## Exercises
[1] Answer these questions from the blog page:
(a) What kind of law did the House of Representatives approve, according to the World Net Daily excerpt?
(b) Within how many hours of a snowstorm does the existing Chambersburg ordinance require sidewalks to be cleared?
(c) What happens if a sidewalk is still not cleared when inspectors return the next day?
[2] In one to three sentences, explain why the writer of the blog page calls parents unfit if they keep their children in public schools once the search law takes effect.

## Passage
Sunday, September 24, 2006

Strip searching your kids

By order of Big Brother

From World Net Daily:
WASHINGTON – Even though student molestations seem to be reaching epidemic proportions in schools across America, the House of Representatives has approved a tough new anti-drug and anti-weapon law that would require local districts to develop search policies – including strip searches – with immunity against prosecution for teachers and staff.

Should this become law, and you, as a parent, still keep your children in public schools, you're unfit to be a parent.

Period.

To knowingly allow someone to strip search your child, whether government goon or perverted ice-cream truck driver, is unbelievably abhorrent.

Additionally: Those who sponsor and vote for this law deserve twice daily body cavity searches in a Federal penitentary, for the rest of their lives.

Thursday, September 21, 2006

Clear your snow, citizen!

Yes, Master. Shall I re-pave the road, as well?

From our local paper, Public Opinion:
People living in Chambersburg will clear their sidewalks of snow this winter, or borough workers will give them a ticket, have it done for them and send a bill.

Chambersburg Borough Council plans to pass a new policy next week outlining how snow removal issues will be handled this winter and revise its ordinance to increase the fine for borough residents who do not shovel their walks or clear ice following a storm.

The borough already has an ordinance requiring sidewalks be cleared within 24 hours of a snowstorm, but in the past it has been enforced only when someone complained.

"This year the ordinance is going to be enforced," Assistant Borough Manager David Finch promised council when reviewing the proposed ordinance Monday night.

Under the proposed policy, the borough will send teams of inspectors out to check sidewalks throughout the borough, beginning 24 hours after the end of a major snowstorm, according to Finch.

These inspectors will post brightly colored warning notices on the front doors of properties where sidewalks have not been cleared and the next day inspectors will be back to check the sidewalks a second time. If those sidewalks have not been cleared, a ticket will be issued for the violation of borough ordinance.

## Data
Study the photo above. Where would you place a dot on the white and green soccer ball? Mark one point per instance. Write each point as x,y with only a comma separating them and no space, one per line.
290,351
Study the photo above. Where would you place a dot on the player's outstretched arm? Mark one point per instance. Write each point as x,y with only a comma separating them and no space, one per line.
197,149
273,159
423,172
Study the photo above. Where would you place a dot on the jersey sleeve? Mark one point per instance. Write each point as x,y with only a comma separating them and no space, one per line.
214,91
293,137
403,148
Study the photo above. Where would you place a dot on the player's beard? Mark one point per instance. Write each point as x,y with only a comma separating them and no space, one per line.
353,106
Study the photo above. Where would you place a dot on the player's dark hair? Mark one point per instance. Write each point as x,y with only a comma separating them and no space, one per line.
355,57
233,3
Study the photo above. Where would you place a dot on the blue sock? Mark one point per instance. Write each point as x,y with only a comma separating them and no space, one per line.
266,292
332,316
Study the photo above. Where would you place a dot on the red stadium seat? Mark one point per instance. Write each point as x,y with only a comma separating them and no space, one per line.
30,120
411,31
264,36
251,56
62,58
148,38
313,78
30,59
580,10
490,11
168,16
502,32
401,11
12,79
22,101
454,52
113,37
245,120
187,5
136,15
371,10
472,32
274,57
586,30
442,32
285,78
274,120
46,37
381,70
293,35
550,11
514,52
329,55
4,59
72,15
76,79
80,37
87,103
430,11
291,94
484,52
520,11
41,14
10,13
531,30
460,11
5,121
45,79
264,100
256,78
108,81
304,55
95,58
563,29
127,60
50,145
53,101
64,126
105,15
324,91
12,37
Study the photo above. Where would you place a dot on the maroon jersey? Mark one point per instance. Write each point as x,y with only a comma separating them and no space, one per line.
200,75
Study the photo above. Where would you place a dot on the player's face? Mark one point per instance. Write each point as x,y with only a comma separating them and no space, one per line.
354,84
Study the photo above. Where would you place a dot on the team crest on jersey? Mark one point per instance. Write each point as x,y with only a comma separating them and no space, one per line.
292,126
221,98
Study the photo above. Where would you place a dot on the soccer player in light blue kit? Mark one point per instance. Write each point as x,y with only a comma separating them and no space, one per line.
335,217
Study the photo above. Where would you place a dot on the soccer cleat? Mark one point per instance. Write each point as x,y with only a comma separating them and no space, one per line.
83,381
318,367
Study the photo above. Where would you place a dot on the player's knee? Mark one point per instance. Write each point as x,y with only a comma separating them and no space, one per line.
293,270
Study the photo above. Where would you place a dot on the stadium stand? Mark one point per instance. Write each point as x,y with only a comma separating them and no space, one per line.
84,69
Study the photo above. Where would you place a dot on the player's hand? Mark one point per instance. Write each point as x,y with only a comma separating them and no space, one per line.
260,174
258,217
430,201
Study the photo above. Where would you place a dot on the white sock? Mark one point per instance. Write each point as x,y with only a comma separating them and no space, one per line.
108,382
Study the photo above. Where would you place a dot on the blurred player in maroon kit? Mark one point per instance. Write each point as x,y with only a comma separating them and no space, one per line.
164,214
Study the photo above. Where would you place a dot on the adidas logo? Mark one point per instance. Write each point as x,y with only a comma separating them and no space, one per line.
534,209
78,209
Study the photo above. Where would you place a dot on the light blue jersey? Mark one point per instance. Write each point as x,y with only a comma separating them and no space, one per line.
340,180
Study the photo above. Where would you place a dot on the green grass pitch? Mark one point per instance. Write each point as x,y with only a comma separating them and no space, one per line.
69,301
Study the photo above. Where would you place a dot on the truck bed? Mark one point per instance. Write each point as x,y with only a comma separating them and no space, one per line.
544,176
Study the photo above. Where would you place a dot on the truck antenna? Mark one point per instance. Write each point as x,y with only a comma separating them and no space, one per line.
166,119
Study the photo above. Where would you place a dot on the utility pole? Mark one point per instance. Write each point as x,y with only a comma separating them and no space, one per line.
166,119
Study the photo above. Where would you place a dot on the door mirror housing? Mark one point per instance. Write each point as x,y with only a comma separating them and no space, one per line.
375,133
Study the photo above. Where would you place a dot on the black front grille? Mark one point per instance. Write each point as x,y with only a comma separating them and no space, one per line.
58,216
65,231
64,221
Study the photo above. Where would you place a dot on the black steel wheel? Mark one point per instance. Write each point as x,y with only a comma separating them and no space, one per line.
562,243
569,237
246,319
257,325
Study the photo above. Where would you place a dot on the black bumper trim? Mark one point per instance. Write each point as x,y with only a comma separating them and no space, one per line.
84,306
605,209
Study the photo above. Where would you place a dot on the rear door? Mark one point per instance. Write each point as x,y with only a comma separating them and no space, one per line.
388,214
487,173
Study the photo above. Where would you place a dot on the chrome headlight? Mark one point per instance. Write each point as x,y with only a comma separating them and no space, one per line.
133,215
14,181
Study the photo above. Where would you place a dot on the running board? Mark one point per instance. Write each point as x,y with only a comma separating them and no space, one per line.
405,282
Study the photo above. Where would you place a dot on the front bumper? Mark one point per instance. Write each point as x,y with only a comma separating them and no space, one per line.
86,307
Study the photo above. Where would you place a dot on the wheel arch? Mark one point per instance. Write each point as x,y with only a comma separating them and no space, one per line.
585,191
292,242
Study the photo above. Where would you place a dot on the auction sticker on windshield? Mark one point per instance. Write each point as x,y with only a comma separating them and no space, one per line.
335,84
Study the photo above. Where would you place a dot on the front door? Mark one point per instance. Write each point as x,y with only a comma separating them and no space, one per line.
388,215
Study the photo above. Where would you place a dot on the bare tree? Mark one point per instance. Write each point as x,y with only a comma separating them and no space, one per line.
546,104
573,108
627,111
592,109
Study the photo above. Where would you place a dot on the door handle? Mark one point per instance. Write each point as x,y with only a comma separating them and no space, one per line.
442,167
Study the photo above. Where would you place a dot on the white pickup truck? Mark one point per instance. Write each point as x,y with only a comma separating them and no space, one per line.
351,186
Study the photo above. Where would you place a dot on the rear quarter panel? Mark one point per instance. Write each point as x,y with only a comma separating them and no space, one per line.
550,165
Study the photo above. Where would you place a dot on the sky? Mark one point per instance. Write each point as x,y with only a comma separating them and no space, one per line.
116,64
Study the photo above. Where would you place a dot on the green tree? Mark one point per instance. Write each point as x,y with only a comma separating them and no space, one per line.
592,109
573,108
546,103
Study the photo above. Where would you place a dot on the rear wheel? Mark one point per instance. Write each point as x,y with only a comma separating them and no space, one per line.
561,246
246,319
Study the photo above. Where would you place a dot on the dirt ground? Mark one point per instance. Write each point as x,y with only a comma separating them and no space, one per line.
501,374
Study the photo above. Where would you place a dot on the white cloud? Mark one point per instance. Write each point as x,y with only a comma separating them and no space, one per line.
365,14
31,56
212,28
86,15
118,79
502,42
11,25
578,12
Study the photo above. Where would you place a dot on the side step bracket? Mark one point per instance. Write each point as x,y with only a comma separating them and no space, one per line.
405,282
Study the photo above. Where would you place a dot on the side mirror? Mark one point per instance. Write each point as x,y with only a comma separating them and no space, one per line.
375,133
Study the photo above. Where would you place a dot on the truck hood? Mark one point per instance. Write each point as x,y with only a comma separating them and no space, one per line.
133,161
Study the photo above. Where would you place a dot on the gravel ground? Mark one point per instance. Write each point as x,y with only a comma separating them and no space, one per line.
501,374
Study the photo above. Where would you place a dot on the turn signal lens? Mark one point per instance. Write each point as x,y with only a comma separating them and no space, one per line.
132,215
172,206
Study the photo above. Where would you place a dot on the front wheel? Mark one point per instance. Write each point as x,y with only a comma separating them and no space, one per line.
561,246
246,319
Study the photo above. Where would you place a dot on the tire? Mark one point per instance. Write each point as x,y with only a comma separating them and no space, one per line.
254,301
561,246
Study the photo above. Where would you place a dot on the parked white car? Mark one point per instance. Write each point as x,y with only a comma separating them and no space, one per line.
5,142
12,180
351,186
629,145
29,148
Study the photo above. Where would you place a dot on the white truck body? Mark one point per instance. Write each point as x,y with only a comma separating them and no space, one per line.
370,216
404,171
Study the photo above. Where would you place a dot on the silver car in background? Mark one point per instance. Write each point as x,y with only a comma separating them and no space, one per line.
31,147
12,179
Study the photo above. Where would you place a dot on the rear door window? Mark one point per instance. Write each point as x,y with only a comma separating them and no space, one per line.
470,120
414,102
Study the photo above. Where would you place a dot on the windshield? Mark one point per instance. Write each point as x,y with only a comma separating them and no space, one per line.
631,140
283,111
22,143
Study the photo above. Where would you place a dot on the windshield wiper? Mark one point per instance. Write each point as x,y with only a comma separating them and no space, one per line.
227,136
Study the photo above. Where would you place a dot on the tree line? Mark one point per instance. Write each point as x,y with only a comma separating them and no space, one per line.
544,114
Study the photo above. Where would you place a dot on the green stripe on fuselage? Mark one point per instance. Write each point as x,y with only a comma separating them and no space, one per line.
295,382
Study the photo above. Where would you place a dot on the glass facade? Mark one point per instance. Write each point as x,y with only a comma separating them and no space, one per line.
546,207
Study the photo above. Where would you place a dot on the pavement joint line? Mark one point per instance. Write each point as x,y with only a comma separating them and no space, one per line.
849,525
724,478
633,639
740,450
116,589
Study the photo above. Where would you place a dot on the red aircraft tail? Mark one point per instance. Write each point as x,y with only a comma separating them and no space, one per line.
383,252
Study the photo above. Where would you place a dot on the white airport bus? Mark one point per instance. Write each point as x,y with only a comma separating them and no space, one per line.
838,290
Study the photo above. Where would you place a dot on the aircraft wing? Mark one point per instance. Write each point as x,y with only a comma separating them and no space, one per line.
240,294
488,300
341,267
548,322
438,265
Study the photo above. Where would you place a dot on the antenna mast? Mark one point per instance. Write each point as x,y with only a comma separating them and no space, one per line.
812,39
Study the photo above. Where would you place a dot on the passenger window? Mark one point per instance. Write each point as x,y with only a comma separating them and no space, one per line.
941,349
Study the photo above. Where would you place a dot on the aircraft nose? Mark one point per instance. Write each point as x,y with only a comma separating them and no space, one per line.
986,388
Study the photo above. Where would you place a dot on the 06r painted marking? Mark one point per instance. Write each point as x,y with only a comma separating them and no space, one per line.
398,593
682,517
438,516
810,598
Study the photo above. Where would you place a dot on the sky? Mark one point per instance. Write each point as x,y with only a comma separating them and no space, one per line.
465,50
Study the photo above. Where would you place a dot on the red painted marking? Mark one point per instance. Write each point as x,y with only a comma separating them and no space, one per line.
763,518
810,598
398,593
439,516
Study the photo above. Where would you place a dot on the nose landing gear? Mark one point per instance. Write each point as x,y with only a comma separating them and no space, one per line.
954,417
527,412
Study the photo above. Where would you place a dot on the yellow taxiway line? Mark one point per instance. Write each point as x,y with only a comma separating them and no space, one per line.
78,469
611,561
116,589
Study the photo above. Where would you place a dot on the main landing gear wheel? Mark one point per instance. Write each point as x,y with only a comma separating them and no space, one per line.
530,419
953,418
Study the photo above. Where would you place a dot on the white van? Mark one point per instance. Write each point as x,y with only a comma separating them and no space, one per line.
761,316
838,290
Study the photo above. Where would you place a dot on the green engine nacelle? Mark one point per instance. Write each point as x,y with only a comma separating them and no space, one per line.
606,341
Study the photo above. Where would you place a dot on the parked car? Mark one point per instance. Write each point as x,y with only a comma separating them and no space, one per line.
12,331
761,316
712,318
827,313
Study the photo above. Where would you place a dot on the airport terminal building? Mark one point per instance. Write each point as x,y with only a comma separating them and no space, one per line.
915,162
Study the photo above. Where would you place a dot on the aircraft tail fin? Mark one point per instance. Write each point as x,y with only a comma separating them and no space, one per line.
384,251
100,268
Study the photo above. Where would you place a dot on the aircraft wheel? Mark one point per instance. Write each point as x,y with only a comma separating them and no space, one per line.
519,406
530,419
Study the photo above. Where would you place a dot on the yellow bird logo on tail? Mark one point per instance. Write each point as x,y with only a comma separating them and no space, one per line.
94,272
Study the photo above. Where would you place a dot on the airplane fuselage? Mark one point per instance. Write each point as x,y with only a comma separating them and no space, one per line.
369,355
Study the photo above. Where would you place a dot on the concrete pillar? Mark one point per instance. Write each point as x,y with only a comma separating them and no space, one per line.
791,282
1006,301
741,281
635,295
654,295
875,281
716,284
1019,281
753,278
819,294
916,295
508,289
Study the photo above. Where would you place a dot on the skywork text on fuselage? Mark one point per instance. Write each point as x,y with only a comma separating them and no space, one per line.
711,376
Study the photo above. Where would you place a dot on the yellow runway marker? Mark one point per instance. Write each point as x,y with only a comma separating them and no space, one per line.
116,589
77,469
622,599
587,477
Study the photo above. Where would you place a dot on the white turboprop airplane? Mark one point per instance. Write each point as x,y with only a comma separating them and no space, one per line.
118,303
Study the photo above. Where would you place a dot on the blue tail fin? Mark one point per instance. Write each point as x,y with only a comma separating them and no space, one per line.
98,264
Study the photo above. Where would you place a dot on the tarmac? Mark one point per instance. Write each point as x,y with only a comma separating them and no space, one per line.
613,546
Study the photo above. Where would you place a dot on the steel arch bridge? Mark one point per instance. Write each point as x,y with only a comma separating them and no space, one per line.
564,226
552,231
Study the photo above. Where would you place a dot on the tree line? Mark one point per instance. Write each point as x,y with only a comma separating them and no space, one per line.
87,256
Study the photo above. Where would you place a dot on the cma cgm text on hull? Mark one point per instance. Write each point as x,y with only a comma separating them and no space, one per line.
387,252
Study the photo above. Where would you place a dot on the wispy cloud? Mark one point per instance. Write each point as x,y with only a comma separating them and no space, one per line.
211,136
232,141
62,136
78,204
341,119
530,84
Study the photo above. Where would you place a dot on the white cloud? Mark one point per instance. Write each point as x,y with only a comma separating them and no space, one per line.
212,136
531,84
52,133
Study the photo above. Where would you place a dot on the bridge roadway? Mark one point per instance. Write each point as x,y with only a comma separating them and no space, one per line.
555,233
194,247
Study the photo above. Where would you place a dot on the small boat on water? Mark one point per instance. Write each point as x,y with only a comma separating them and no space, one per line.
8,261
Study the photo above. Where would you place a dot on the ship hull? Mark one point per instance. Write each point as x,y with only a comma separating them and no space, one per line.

## Worked solutions
[1]
(a) A tough new anti-drug and anti-weapon law that would require local districts to develop search policies, including strip searches, with immunity against prosecution for teachers and staff.
(b) Within 24 hours.
(c) A ticket is issued for violation of borough ordinance.

[2] The law would require school districts to adopt search policies that include strip searches. The writer holds that knowingly allowing anyone, "whether government goon or perverted ice-cream truck driver," to strip search one's child is unbelievably abhorrent.